◆ Work required: The output must be the data, printed exactly as written.

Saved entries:
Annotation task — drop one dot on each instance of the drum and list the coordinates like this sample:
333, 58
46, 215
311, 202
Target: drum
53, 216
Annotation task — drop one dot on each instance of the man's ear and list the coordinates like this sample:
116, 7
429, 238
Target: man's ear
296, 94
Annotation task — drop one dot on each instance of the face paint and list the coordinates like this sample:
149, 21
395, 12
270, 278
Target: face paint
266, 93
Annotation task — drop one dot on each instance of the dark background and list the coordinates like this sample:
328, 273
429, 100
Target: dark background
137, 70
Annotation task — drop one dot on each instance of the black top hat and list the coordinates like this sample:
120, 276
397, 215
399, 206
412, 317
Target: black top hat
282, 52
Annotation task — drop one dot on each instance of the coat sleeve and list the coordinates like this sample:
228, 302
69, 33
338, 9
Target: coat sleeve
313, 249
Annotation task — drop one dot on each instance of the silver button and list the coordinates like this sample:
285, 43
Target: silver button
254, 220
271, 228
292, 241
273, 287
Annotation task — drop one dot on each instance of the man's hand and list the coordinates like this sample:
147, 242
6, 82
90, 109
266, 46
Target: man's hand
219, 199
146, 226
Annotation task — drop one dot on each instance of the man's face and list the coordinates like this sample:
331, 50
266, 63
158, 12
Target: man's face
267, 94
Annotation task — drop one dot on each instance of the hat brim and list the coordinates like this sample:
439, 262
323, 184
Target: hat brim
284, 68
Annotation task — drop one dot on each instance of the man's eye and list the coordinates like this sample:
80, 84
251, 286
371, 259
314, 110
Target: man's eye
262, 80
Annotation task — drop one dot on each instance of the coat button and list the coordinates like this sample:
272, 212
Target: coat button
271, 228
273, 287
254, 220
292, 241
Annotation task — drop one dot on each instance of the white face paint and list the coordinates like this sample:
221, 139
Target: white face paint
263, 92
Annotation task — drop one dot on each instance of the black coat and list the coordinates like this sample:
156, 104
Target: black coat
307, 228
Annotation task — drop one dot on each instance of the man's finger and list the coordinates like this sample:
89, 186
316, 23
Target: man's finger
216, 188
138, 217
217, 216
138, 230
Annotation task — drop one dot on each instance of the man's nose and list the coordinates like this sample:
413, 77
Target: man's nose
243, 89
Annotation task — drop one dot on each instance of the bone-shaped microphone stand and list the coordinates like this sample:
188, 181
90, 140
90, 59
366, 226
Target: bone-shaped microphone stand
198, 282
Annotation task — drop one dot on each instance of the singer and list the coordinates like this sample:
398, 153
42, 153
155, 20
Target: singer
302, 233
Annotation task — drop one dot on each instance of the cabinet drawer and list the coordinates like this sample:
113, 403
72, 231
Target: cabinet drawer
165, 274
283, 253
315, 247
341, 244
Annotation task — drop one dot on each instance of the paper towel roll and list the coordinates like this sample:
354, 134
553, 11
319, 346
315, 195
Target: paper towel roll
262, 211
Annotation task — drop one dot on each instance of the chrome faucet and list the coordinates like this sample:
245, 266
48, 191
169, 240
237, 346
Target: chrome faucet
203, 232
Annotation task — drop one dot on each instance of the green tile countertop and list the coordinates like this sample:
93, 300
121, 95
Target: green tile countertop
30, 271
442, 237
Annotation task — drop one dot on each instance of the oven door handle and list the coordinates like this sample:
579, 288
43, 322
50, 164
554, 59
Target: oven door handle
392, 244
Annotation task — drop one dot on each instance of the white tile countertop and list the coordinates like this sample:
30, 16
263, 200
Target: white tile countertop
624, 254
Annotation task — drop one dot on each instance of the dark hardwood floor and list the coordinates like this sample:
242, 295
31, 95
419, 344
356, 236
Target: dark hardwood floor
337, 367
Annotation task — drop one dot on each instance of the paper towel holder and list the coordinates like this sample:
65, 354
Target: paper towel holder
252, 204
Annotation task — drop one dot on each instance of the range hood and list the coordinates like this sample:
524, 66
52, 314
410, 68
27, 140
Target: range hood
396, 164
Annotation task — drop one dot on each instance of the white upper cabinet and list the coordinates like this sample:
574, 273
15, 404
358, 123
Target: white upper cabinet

◆ Written answer:
Annotation task — drop one dot on each instance of the drum and list the coordinates like this sample:
333, 58
46, 215
311, 202
Target: drum
53, 216
Annotation task — drop one dot on each instance of the man's ear and list the coordinates like this sample:
116, 7
429, 238
Target: man's ear
296, 94
Annotation task — drop one dot on each instance of the face paint and list the coordinates like this sample:
149, 21
395, 12
270, 278
Target: face paint
266, 93
Annotation task — drop one dot on each instance of the dark background and list the coordinates like this sample:
328, 273
429, 100
Target: dark background
137, 70
Annotation task — drop one dot on each instance of the black top hat and list the coordinates like this sample:
120, 276
397, 215
399, 206
412, 317
Target: black top hat
282, 52
Annotation task — drop one dot on each instance of the coat sleeve and list the coordinates like this sample:
228, 302
69, 33
338, 9
Target: coat sleeve
313, 249
Annotation task — drop one dot on each instance of the silver button and list the coordinates like this sample:
285, 43
Target: silver button
254, 220
271, 228
292, 241
273, 287
Annotation task — drop one dot on each instance of the man's hand and list the coordinates like this sample:
147, 242
6, 82
90, 109
266, 46
Target: man's hand
219, 199
146, 226
Annotation task — drop one dot on each instance of the man's face and list the coordinates like this sample:
331, 50
266, 63
158, 12
Target: man's face
267, 94
Annotation task — drop one dot on each instance of the hat brim and list the coordinates like this sample:
439, 262
323, 184
Target: hat brim
284, 68
Annotation task — drop one dot on each instance of the man's eye and list the coordinates like this sample:
80, 84
251, 286
371, 259
314, 110
Target: man's eye
262, 80
Annotation task — drop one dot on each instance of the coat button and list the coordinates like this sample:
272, 212
Target: coat button
271, 228
273, 287
254, 220
292, 241
Annotation task — drop one dot on each instance of the white face paint and list the coordinates like this sample:
221, 139
Target: white face paint
263, 92
Annotation task — drop one dot on each instance of the black coat and list the coordinates like this sample:
156, 104
Target: black coat
307, 228
Annotation task — drop one dot on each instance of the man's finger and list the coordinates like this sample:
89, 186
316, 23
Target: man's finger
216, 188
138, 217
217, 216
138, 230
Annotation task — drop one dot on each instance of the man's nose and list the coordinates like this sample:
413, 77
Target: man's nose
243, 89
Annotation task — drop one dot on each instance of the bone-shaped microphone stand and list the coordinates like this sample:
188, 181
90, 140
90, 59
366, 226
Target: bone-shaped microphone stand
198, 282
Annotation task — drop one dot on each instance of the singer and list the coordinates like this sample:
398, 153
42, 153
155, 20
Target: singer
302, 233
Annotation task — drop one dot on each instance of the cabinet drawer and list the coordinates like this sample:
113, 403
72, 231
Target: cabinet drawer
165, 274
283, 253
315, 247
341, 244
Annotation task — drop one dot on each instance of the paper towel roll and list the coordinates like this sample:
354, 134
553, 11
319, 346
315, 195
Target: paper towel roll
262, 211
Annotation task — drop one dot on each instance of the chrome faucet and list the coordinates like this sample:
245, 266
48, 191
169, 240
237, 346
Target: chrome faucet
203, 232
Annotation task — drop one dot on each instance of the green tile countertop and list the coordinates like this sample:
93, 300
121, 95
Target: green tile countertop
30, 271
442, 237
Annotation task — drop one dot on each instance of the oven door handle and list the coordinates like this sample:
579, 288
43, 322
50, 164
554, 59
Target: oven door handle
392, 244
Annotation task — drop one dot on each instance of the white tile countertop and list the coordinates like this sample:
30, 16
263, 200
Target: white tile countertop
624, 254
Annotation task — drop one dot on each instance of the dark hardwood floor and list the coordinates like this sample:
242, 295
31, 95
419, 344
356, 236
Target: dark hardwood floor
337, 367
Annotation task — drop one dot on each instance of the paper towel holder and list the coordinates like this sample:
65, 354
Target: paper towel holder
252, 204
Annotation task — drop one dot on each instance of the range hood and list the coordinates like this sample:
524, 66
52, 314
410, 68
27, 140
Target: range hood
396, 164
Annotation task — drop one dot on each instance of the white upper cabinet and list the coordinates like this sample:
574, 273
15, 404
358, 123
Target: white upper cabinet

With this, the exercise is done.